« La Bataille d’Alger » n’est pas finie
Parmi les événements du Festival de Cannes, un film réalisé en… 1965. Rencontre avec Yacef Saadi, personnage central de l’histoire.
Yacef Saadi, plusieurs fois condamné à mort par les Français pour avoir organisé des attentats à la bombe, invité sur la Croisette, en ces temps de « guerre contre le terrorisme », pour présenter un film dont il est le producteur et le héros – à la fois en tant que personnage central de l’histoire et acteur jouant son propre rôle… Voilà de quoi surprendre. Surtout quand on sait que le Festival de Cannes a pour principal objectif de montrer des oeuvres inédites. Or La Bataille d’Alger, évoquant un épisode meurtrier de la guerre d’Algérie vieux de près d’un demi-siècle, a été réalisé en 1965 et fut justement récompensé par un Lion d’or à la Mostra de Venise l’année suivante.

Entrées de pointage d’objets étiquetés
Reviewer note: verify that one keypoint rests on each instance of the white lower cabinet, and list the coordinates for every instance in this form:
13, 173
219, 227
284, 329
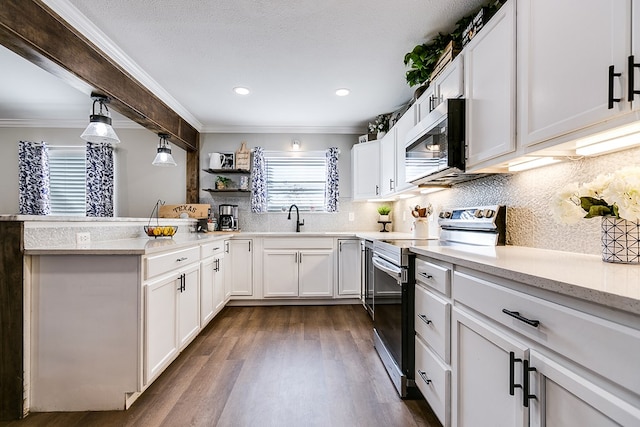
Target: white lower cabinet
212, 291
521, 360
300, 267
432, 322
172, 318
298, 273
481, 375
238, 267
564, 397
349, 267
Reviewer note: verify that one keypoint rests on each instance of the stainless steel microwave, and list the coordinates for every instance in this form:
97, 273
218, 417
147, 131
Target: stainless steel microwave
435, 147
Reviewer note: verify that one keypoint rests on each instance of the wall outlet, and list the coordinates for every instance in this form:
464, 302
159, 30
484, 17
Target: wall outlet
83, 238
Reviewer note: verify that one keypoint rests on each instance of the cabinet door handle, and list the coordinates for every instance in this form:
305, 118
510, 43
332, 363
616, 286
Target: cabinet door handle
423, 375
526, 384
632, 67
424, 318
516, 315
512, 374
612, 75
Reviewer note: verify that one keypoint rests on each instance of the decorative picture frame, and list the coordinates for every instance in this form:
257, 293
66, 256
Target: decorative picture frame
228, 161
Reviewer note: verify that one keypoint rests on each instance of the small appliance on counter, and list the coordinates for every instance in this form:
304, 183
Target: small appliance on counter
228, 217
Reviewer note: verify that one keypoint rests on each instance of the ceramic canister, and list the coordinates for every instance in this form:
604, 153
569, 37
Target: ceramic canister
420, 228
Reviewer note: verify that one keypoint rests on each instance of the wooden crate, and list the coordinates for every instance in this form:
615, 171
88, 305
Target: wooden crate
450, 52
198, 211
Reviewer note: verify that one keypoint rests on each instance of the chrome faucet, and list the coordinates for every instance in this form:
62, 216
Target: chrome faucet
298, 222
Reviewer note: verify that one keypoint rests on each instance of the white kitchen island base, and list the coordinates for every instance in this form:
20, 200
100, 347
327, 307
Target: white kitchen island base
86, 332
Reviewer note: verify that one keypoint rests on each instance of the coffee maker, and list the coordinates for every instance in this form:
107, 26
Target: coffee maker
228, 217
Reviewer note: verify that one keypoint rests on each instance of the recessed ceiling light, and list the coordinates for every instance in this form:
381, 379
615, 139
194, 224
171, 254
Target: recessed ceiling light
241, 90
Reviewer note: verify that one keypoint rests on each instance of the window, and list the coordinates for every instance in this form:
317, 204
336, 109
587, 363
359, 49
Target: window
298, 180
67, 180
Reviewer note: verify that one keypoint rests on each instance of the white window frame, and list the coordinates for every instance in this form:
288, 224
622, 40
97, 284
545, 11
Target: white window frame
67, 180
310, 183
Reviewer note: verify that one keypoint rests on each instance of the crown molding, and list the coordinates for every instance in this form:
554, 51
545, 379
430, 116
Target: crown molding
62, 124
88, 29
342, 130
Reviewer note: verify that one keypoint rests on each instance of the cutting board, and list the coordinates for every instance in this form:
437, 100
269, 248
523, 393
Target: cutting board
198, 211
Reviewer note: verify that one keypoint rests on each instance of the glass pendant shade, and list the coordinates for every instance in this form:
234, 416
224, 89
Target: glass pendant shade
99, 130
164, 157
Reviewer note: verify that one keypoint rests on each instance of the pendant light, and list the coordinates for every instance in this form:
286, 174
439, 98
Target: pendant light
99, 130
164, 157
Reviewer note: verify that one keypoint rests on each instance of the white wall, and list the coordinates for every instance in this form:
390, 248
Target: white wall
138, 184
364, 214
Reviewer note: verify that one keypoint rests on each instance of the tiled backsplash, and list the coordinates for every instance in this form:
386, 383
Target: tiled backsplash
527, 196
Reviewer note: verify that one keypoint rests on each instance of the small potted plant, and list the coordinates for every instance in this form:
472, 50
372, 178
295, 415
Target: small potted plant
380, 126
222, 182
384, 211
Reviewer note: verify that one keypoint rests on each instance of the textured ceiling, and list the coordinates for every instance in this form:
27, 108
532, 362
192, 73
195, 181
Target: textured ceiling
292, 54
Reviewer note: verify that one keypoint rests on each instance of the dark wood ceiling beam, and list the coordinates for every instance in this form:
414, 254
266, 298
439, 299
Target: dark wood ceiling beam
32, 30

** EXERCICES PROPOSÉS **
A – Indiquez si chacune des affirmations suivantes concorde avec l’article sur La Bataille d’Alger, en répondant par oui ou par non et en citant les mots décisifs de l’article. (i) Le film a été réalisé en 1965. (ii) Le film a remporté un Lion d’or au Festival de Cannes. (iii) Yacef Saadi joue son propre rôle dans le film.
B – Poursuivez l’article sur La Bataille d’Alger à la suite de sa dernière phrase.

** CORRIGÉS DES EXERCICES **
A –
(i) Oui : « a été réalisé en 1965 ».
(ii) Non : « récompensé par un Lion d’or à la Mostra de Venise l’année suivante ».
(iii) Oui : « acteur jouant son propre rôle ».

B –
C’est que ce film fait aujourd’hui l’événement. D’abord – mieux vaut tard que jamais -, en France, où, en cette année du cinquantième anniversaire du déclenchement de la guerre de Libération, le long-métrage est sorti sur les écrans le 19 mai, juste après sa présentation à Cannes. Interdit dans les années 1960, retiré de l’affiche en 1971 après un attentat, considéré ensuite comme trop sulfureux pour pouvoir être diffusé largement sans risquer des incidents avec les pieds-noirs, il a enfin droit à une carrière « normale » dans l’Hexagone.
Les Français pourront ainsi découvrir par l’image comment fut vécue du côté algérien cette bataille dont ils ne connaissent trop souvent que la version « européenne ». Cette dernière fait évidemment la part belle aux parachutistes de Massu et Bigeard chargés de rétablir l’ordre colonial à Alger par tous les moyens, torture comprise, alors que les indépendantistes algériens du Front de libération nationale (FLN) sont vus avant tout comme des poseurs de bombes sans pitié pour les civils.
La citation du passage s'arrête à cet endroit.